-- WHAT THE TASK ASKS --
Extract every one of the lines below and reproduce each verbatim, with no alteration.

-- MATERIAL FOR THE TASK --
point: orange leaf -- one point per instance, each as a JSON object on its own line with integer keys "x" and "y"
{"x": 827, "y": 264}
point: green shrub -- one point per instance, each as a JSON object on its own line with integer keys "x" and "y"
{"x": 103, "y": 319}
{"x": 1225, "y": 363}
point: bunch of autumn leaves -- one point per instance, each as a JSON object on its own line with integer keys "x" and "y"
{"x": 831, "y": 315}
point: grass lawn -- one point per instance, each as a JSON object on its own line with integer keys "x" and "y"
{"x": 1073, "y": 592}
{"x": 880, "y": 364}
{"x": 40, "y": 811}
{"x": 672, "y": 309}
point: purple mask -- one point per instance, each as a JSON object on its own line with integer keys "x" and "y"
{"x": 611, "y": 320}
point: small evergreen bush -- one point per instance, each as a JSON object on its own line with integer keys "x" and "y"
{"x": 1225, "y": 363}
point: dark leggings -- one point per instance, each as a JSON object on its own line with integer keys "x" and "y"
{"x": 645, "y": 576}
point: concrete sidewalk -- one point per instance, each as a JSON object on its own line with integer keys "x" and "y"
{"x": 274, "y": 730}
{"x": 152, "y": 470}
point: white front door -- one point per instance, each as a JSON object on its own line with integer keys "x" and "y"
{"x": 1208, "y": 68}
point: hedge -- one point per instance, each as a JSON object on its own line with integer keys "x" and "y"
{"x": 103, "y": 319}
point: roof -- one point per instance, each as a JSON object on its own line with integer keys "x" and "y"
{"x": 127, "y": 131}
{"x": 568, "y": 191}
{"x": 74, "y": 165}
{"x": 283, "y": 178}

-- CORRECT RESPONSE --
point: orange leaf -- one point per instance, each as a JSON object on its own line with integer keys "x" and "y"
{"x": 827, "y": 264}
point: green shrub -- one point per instance, each as a JSON object on its own line with integer keys "x" and "y"
{"x": 103, "y": 319}
{"x": 1225, "y": 363}
point: bunch of autumn leaves -- one point per instance, each as a JSON object on its own line with integer keys "x" and "y"
{"x": 831, "y": 315}
point: grass lawn -- one point per instance, each as a JSON object on its own line with integer keys "x" and "y"
{"x": 1073, "y": 592}
{"x": 880, "y": 364}
{"x": 40, "y": 811}
{"x": 672, "y": 309}
point: purple mask -- one point per instance, each as a JSON object on its own line with integer keys "x" and "y"
{"x": 611, "y": 320}
point: small evergreen bush -- one point per instance, each as a JSON object on its own line with integer keys "x" and "y"
{"x": 1225, "y": 363}
point: dark leggings -- one point per instance, each as a JSON object on its own line with integer keys "x" and "y"
{"x": 645, "y": 576}
point: concrete sidewalk -- one point per instance, each as a JSON object on its own line with integer keys "x" and "y"
{"x": 274, "y": 730}
{"x": 152, "y": 470}
point: white front door -- one point per instance, each as a JSON object on its own line with integer keys "x" and "y"
{"x": 1208, "y": 68}
point: hedge -- one point per instance, each as a JSON object on its own line with integer keys "x" and "y"
{"x": 103, "y": 319}
point: roof -- one point per instance, each as a JSON object on its own line with integer keys "x" and "y"
{"x": 127, "y": 131}
{"x": 568, "y": 191}
{"x": 74, "y": 165}
{"x": 283, "y": 178}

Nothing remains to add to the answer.